> **Problem description**
In the text about Ricci Social Services, what does the word "casa" mean in Spanish and Portuguese?
*** Opening Text under study ***
Fernando Azpiroz SJ is an Argentinian Jesuit who is Director of Ricci Social Services, in the China Province. He visited Ireland last week to update us about the progress the communities within China and Macau are making and to share the story of their journey.
‘The centre I work in is now called Ricci Social Services, but began as ‘Casa Ricci’, a name we still use informally. Casa means home in Spanish and Portuguese. When the Jesuits were expelled from China in the 1950s because of the civil war, they came to Macau. They did not have anywhere to live, and were given an old house which they called Casa Ricci, after Matteo Ricci [the Italian Jesuit who travelled to China in the late 16th Century, where he lived until his death in 1610].
*** Closing Text under study ***
*** Opening Data for review ***
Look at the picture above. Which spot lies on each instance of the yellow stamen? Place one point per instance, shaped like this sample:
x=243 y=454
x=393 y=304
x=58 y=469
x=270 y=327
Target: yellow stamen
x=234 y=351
*** Closing Data for review ***
> **Solution below**
Home.